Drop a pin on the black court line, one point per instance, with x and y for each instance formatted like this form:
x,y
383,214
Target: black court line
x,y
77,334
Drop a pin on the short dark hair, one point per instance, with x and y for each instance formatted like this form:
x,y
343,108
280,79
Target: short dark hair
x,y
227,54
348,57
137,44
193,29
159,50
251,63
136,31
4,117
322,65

## PROBLEM:
Put every line of the material above into a Markdown table with the columns "Number" and "Entry", giving each line its own numbered row and skipping blank lines.

## FULL ANSWER:
| Number | Entry |
|---|---|
| 1 | Drop a pin on the black court line, one point per instance, with x and y for each instance formatted like this form: |
| 2 | x,y |
| 3 | 383,214 |
| 4 | Target: black court line |
| 5 | x,y |
| 6 | 77,334 |
| 7 | Drop a pin on the short dark hair, one point per instance, with x and y for each instance formatted like this form: |
| 8 | x,y |
| 9 | 343,108 |
| 10 | 280,79 |
| 11 | Target: short dark hair |
| 12 | x,y |
| 13 | 227,54 |
| 14 | 348,57 |
| 15 | 137,44 |
| 16 | 193,29 |
| 17 | 159,50 |
| 18 | 251,63 |
| 19 | 136,31 |
| 20 | 4,117 |
| 21 | 322,65 |